** start of Data in this exercise **

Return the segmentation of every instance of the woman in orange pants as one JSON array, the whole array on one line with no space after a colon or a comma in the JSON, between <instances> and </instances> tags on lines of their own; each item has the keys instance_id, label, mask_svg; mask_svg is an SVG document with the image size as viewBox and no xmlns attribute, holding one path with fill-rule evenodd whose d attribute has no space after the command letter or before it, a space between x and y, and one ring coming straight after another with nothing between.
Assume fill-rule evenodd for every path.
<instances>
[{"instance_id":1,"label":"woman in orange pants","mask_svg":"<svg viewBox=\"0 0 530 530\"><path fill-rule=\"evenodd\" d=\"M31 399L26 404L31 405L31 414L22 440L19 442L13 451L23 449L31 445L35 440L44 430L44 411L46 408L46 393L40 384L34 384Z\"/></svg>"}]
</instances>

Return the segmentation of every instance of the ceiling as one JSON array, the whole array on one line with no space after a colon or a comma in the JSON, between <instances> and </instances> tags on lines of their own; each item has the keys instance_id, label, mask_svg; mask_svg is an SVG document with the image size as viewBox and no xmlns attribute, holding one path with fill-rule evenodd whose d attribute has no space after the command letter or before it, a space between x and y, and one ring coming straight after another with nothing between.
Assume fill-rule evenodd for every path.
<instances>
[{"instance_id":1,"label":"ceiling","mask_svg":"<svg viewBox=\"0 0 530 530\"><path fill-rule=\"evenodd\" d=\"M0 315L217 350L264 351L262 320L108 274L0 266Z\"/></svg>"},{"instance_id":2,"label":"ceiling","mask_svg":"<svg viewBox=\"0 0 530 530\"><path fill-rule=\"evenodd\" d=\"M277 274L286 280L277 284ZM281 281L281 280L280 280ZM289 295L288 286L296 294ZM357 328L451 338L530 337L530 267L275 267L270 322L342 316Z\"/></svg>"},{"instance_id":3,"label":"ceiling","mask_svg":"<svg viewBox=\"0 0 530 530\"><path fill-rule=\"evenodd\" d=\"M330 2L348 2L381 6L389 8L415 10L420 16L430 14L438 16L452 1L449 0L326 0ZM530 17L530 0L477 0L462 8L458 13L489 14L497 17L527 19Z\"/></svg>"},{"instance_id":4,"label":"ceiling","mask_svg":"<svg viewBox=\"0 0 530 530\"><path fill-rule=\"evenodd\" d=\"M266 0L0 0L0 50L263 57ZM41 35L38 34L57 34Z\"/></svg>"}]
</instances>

** end of Data in this exercise **

Turn every line of the entries above into a JSON list of strings, one string per line, leaving out blank lines.

The output
[
  "Return the segmentation of every instance of the woman in orange pants as one JSON array, the whole array on one line with no space after a colon or a comma in the JSON, between <instances> and </instances> tags on lines of their own; each item has the keys instance_id, label, mask_svg; mask_svg is an SVG document with the image size as viewBox and no xmlns attribute, holding one path with fill-rule evenodd whose d attribute has no space after the command letter or before it, a space between x and y, and one ring coming straight after another with nothing between.",
  "Assume fill-rule evenodd for every path.",
  "<instances>",
  "[{\"instance_id\":1,\"label\":\"woman in orange pants\",\"mask_svg\":\"<svg viewBox=\\\"0 0 530 530\\\"><path fill-rule=\\\"evenodd\\\" d=\\\"M31 399L26 404L31 405L31 414L22 440L19 442L13 451L23 449L31 445L35 440L44 430L44 411L46 408L46 393L40 384L34 384Z\\\"/></svg>\"}]",
  "</instances>",
  "Return the segmentation of every instance of the ceiling as one JSON array, the whole array on one line with no space after a colon or a comma in the JSON, between <instances> and </instances> tags on lines of their own; each item has the keys instance_id, label, mask_svg; mask_svg is an SVG document with the image size as viewBox and no xmlns attribute, holding one path with fill-rule evenodd whose d attribute has no space after the command letter or before it, a space between x and y, and one ring coming straight after another with nothing between.",
  "Assume fill-rule evenodd for every path.",
  "<instances>",
  "[{\"instance_id\":1,\"label\":\"ceiling\",\"mask_svg\":\"<svg viewBox=\\\"0 0 530 530\\\"><path fill-rule=\\\"evenodd\\\" d=\\\"M0 315L217 350L264 351L262 320L108 274L0 266Z\\\"/></svg>\"},{\"instance_id\":2,\"label\":\"ceiling\",\"mask_svg\":\"<svg viewBox=\\\"0 0 530 530\\\"><path fill-rule=\\\"evenodd\\\" d=\\\"M277 274L286 280L277 284ZM281 281L281 280L280 280ZM289 295L288 286L296 294ZM357 328L451 338L530 337L530 267L275 267L270 322L342 316Z\\\"/></svg>\"},{\"instance_id\":3,\"label\":\"ceiling\",\"mask_svg\":\"<svg viewBox=\\\"0 0 530 530\\\"><path fill-rule=\\\"evenodd\\\" d=\\\"M330 2L348 2L381 6L389 8L415 10L420 16L430 14L438 16L452 1L449 0L326 0ZM530 17L530 0L477 0L462 8L458 13L489 14L497 17L527 19Z\\\"/></svg>\"},{\"instance_id\":4,\"label\":\"ceiling\",\"mask_svg\":\"<svg viewBox=\\\"0 0 530 530\\\"><path fill-rule=\\\"evenodd\\\" d=\\\"M266 0L0 0L0 50L263 57ZM41 35L38 34L57 34Z\\\"/></svg>\"}]",
  "</instances>"
]